• **Text under study**:
Content starts
Last Friday, I sat in a room with our sales team and said something that made a few people uncomfortable.
“If you can’t explain what MCP is to a prospect in two minutes, you’re already behind.”
Not because MCP is our product. Because MCP is what our buyers are asking about. And if the rep selling an AI-native platform can’t speak the language of AI natively, the gap between what we claim and what we demonstrate becomes the objection.
So we did something unusual. We stopped selling for a week and started learning.
The Problem Nobody Talks About
Every sales enablement blog tells you to “train your reps on the product.” Features. Benefits. Competitive positioning. We’ve done all of that. But there’s a different gap that training decks can’t close.
Our buyers are CTOs, VPs of Engineering, Revenue Operations leaders. They’re evaluating AI infrastructure. They’ve built custom GPTs. They’re experimenting with agents. They’ve connected their CRM to Claude through MCP servers. They speak this language because they live in it.
Our reps knew our product cold. But when a CTO said “We’re building our own agents — why do we need you?” the answer couldn’t be a feature comparison. It had to come from a place of genuine understanding. From having built an agent themselves and knowing where it breaks.
That gap — between product knowledge and ecosystem fluency — is where credibility lives or dies.
The Experiment: 6 Missions in 2 Weeks
We designed six experiential missions. Not training modules. Not videos to watch. Hands-on tasks that force our reps to USE the tools their buyers use.
Mission 1: Claude Deep Dive. Create a Claude Project for your sales workflow. Add custom instructions. Use it on a real deal. Experience persistent context. Then explain why it’s different from ChatGPT.
Mission 2: ChatGPT Power User. Build a Custom GPT. Not a toy — a real use case. Call prep assistant, objection handler, account researcher. Then understand why Custom GPTs are static prompts and GTM Buddy’s AI is contextual.
Mission 3: NotebookLM Explorer. Upload ten documents about a target account. Have a conversation with your sources. Generate an audio overview. Then know the answer when a buyer says “NotebookLM is free — why would I pay?”
Mission 4: MCP Decoder. Learn what MCP is. Watch GTM Buddy’s MCP server pull deal context into Claude in real-time. Then be ready when the CTO asks “What’s your MCP strategy?” This one broke the most brains.
Mission 5: AI Presentation Builder. Build a deck from a prompt in Gamma. Sixty seconds. Then understand why content creation is table stakes and the real question is who connects creation to deals.
Mission 6: Agentic Workflow Builder. The boss level. Build a multi-step workflow: Claude + GTM Buddy MCP + Slack. Research an account, pull deal context, draft a prep brief — one conversation. Then do the same task manually. Feel the delta.
Content ends
(Items from a dataset)
Content starts
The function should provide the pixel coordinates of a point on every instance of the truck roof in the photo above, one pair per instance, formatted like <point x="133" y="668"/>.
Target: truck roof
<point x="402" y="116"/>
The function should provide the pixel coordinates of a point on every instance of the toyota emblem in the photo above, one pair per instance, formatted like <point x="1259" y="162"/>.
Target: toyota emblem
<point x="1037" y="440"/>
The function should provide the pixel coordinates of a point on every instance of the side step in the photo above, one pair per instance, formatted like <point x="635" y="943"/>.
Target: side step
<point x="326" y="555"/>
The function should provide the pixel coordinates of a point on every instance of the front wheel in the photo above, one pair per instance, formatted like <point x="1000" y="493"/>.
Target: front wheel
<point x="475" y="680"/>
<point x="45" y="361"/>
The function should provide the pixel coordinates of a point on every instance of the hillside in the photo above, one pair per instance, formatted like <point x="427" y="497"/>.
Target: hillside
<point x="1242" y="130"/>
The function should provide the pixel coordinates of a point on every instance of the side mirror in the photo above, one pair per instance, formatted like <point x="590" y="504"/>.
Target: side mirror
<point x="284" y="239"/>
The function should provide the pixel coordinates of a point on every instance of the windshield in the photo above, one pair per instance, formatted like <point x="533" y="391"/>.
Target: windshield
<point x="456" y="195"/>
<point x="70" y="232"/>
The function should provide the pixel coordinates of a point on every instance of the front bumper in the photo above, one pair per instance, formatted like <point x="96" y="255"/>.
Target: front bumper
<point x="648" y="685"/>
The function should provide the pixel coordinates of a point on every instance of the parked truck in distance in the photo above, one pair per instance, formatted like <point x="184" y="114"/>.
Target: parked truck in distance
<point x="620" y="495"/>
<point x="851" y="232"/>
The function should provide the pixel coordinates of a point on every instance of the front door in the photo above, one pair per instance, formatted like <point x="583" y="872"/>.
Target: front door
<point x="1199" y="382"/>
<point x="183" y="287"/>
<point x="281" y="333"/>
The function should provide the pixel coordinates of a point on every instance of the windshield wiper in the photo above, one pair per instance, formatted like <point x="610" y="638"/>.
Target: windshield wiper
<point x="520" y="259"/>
Content ends
• **What is required**: Copy the passage from the sales-team AI training text starting at "Our reps knew" and ending at "lives or dies.", changing "ecosystem fluency" to "ecosystem literacy".

• **Exercise answer**:
Our reps knew our product cold. But when a CTO said “We’re building our own agents — why do we need you?” the answer couldn’t be a feature comparison. It had to come from a place of genuine understanding. From having built an agent themselves and knowing where it breaks.
That gap — between product knowledge and ecosystem literacy — is where credibility lives or dies.